__PROBLEM STATEMENT__: The lines to extract begin at the one containing "The client would like the church tower" and run to the end of the listing; set them down exactly and alone.
***
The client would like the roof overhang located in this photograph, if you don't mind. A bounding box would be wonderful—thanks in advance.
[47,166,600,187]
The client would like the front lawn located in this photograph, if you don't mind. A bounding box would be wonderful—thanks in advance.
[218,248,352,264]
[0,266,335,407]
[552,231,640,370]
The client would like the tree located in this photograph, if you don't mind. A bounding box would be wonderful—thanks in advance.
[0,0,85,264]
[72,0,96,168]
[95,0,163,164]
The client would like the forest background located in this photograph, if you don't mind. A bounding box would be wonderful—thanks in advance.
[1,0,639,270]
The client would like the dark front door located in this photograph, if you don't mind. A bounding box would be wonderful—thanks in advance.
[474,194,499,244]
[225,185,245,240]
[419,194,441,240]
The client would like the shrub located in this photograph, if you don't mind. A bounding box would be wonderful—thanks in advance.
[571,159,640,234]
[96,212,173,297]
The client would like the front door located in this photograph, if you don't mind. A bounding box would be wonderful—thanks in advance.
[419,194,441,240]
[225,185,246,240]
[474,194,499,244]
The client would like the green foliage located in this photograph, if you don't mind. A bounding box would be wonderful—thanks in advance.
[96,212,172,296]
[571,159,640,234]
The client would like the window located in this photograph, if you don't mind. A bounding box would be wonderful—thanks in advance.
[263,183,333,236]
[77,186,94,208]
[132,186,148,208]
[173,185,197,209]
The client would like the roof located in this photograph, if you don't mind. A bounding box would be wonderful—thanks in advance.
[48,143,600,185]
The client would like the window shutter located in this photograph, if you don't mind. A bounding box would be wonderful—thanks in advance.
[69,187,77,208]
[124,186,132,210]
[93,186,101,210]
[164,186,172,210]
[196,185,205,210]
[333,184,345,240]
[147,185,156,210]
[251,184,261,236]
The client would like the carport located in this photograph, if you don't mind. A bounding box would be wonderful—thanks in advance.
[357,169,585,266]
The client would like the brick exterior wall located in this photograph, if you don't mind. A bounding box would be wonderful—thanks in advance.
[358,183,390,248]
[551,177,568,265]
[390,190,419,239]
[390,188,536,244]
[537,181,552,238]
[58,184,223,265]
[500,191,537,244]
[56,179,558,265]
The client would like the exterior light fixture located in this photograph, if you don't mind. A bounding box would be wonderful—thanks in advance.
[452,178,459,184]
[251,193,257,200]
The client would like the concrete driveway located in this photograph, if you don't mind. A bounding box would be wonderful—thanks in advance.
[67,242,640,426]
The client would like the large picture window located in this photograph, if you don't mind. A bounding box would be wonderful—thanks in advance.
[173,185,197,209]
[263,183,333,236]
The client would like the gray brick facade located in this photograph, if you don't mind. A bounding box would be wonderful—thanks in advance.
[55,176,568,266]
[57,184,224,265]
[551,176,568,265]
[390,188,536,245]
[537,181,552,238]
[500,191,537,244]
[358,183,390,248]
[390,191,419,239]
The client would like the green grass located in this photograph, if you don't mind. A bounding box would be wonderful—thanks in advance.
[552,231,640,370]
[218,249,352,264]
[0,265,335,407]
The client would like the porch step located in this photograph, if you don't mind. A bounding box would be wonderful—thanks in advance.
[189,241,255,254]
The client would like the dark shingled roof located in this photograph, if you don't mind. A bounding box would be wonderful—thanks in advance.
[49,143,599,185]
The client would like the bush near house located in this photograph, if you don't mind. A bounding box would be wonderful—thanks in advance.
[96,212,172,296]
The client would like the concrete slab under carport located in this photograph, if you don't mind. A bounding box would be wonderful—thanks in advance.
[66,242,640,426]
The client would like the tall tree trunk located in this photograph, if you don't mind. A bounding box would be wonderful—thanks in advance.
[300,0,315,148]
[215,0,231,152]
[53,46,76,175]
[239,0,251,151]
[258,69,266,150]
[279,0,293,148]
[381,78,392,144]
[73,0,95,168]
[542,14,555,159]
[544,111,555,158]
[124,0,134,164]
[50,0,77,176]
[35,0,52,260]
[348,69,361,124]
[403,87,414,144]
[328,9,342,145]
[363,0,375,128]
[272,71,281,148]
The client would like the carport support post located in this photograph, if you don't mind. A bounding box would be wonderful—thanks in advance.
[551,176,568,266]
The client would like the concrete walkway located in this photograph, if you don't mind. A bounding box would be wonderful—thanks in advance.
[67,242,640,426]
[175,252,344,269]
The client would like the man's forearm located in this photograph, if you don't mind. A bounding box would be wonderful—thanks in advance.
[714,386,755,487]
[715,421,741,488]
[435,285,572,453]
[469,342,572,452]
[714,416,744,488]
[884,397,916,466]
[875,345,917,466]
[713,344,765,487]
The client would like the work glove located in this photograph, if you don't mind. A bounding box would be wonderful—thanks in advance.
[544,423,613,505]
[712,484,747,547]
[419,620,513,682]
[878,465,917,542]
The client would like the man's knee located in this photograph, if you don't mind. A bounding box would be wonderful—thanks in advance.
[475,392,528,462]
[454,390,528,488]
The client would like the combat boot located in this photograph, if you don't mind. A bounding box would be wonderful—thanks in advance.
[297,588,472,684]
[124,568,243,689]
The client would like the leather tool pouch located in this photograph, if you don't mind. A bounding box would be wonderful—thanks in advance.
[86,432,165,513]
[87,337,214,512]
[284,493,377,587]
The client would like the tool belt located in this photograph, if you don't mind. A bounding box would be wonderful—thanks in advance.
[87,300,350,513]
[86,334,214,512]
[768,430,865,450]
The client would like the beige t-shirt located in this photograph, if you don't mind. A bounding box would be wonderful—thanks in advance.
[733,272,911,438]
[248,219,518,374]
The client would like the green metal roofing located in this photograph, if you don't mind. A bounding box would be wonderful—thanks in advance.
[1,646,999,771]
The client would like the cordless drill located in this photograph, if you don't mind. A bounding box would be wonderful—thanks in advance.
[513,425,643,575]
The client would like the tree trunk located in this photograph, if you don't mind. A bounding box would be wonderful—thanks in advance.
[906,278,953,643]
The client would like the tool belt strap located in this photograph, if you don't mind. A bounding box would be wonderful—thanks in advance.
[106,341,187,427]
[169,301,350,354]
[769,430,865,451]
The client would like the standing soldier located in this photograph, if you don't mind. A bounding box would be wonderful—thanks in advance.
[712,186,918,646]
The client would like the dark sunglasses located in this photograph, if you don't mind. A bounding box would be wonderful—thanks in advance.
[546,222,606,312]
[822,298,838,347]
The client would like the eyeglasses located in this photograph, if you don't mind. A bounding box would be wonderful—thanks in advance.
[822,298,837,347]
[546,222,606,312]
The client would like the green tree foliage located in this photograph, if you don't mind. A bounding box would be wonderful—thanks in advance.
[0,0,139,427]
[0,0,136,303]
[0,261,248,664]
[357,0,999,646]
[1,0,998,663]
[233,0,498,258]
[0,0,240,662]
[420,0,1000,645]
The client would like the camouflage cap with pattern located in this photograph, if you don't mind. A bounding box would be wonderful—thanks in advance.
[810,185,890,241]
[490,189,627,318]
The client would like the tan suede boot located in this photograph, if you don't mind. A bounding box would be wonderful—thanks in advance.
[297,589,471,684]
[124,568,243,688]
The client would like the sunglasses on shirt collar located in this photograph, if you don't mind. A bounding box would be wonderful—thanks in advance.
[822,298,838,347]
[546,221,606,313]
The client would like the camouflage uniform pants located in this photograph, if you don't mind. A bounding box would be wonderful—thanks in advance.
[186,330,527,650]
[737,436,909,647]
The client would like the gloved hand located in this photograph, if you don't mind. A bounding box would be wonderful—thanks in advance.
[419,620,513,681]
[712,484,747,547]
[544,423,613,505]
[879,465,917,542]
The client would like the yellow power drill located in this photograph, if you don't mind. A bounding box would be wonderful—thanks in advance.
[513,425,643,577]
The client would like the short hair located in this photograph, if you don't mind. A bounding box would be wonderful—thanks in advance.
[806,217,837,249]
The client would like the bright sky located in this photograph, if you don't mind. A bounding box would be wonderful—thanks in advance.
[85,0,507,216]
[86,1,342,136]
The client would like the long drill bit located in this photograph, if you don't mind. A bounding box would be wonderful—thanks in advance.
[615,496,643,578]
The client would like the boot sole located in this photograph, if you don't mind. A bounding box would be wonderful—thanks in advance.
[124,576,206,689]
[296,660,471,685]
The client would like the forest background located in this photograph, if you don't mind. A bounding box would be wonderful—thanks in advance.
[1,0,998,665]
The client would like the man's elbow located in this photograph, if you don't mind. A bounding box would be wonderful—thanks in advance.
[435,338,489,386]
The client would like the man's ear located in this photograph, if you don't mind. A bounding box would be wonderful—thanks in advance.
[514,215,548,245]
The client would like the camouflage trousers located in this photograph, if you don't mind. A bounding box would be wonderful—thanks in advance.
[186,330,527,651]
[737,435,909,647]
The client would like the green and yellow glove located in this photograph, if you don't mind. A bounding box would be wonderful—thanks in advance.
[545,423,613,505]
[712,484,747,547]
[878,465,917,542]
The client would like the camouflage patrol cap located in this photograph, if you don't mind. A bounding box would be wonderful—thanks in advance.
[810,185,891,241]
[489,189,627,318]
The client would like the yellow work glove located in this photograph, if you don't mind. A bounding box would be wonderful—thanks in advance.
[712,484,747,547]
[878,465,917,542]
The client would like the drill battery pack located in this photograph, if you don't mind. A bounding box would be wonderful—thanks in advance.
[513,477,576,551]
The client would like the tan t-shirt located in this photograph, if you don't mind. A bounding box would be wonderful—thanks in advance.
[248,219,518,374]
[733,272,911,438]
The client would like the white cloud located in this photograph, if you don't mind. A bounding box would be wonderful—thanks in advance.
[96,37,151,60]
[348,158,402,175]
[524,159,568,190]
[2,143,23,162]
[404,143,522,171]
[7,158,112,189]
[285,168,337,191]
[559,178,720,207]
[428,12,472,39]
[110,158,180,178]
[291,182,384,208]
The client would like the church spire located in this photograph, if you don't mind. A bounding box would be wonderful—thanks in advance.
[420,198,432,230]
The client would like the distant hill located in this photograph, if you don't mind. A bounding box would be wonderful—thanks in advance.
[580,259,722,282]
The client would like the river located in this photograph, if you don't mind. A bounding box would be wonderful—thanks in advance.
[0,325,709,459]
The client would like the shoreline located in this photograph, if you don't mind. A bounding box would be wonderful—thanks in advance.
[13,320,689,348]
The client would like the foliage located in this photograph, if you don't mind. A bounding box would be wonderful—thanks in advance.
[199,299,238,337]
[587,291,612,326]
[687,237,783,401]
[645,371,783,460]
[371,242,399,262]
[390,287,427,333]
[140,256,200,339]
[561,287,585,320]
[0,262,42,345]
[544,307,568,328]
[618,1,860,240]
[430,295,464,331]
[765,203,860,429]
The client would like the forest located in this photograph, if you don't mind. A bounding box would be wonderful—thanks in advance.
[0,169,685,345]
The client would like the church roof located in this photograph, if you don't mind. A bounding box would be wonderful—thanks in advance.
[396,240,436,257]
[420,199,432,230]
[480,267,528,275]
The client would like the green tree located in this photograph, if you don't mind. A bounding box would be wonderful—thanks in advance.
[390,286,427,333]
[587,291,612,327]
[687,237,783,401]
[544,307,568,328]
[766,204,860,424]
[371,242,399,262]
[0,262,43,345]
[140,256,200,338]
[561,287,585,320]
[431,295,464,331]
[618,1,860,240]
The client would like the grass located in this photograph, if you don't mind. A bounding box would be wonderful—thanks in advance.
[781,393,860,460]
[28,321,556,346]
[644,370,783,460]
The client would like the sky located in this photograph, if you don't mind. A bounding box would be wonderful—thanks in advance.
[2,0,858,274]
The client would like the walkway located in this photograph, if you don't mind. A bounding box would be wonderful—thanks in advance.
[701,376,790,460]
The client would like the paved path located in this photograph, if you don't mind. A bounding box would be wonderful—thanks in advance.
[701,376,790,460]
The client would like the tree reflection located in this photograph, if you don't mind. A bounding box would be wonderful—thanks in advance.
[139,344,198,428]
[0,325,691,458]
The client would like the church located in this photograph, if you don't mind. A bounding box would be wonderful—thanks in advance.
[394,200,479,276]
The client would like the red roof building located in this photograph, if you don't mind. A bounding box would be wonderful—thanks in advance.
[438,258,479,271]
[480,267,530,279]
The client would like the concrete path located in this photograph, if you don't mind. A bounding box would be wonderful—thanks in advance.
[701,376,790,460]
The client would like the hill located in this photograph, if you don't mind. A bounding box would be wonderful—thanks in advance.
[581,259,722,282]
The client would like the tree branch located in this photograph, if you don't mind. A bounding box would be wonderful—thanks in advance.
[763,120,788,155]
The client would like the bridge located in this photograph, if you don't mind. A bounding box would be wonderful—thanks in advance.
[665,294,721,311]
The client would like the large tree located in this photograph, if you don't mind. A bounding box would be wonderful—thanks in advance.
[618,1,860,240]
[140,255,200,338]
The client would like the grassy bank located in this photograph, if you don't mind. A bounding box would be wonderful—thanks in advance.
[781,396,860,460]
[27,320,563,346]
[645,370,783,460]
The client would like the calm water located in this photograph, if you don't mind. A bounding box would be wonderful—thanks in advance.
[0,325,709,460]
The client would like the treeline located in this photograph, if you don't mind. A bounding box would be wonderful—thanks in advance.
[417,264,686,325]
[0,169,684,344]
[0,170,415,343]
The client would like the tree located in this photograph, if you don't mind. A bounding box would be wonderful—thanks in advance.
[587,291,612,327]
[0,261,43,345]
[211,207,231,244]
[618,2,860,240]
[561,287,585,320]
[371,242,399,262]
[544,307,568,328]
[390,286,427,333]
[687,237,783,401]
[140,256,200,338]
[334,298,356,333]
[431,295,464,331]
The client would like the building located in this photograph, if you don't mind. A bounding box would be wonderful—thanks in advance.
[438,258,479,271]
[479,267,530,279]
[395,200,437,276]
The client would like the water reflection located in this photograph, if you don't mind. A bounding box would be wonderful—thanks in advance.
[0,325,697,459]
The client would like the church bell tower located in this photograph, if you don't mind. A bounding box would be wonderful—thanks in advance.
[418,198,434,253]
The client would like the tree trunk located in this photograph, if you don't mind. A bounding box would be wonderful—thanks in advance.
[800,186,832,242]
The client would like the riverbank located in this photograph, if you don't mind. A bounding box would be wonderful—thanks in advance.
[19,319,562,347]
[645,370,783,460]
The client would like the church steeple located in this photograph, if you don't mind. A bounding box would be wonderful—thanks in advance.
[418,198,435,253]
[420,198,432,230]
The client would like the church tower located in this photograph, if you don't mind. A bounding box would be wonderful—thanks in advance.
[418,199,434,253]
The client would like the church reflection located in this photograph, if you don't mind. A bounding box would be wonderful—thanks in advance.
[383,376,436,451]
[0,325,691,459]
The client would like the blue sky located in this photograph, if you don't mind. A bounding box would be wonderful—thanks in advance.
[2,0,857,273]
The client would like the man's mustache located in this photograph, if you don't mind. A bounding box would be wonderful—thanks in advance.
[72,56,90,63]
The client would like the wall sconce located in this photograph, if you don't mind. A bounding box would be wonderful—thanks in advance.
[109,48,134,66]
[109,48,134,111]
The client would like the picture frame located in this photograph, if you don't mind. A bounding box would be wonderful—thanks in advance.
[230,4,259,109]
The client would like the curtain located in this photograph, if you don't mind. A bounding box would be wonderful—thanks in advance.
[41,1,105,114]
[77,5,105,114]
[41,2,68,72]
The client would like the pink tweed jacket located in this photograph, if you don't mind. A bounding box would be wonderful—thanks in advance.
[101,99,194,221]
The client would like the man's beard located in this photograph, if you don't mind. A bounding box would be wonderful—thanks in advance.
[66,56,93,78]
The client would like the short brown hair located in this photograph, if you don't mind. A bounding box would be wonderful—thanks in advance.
***
__TASK ANSWER__:
The client would like the church tower located in this photograph, if you don't mind. A bounding box would be wonderful—thanks in advance.
[418,199,434,253]
The client would like the church reflection located in this photograph, if you don't mind. A bounding box would be wonderful—thanks in advance.
[383,376,436,451]
[0,325,691,459]
The client would like the blue sky located in this photograph, if you don't mind. A bounding box would be wonderful—thanks in advance.
[2,0,857,273]
The client would like the man's mustache located in this photograph, if you don't mind. A bounding box would be wonderful—thanks in advance.
[72,56,90,63]
The client would like the wall sconce located in this photograph, if you don't mind. A bounding box would be wonderful—thanks in advance.
[109,48,134,66]
[109,48,134,111]
The client would like the picture frame located in this photograph, if you don't mind. A bounding box would be wonderful—thanks in advance.
[230,4,259,109]
The client would like the curtain located in this photograph, if you don't mind. A bounding box would be wonderful—thanks in advance.
[41,1,105,114]
[77,5,105,114]
[41,2,68,72]
The client would like the pink tweed jacket located in this photograph, if you don't mind. A bounding box would be wonderful—thanks in advance.
[101,99,194,221]
The client would like the man's beard located in this photograph, if you don't mind. A bounding box would be wonderful—thanks in advance.
[66,56,93,78]
The client would like the short brown hair located in this photograph, if you don't mind. A bounding box would be wonderful—thanks in advance.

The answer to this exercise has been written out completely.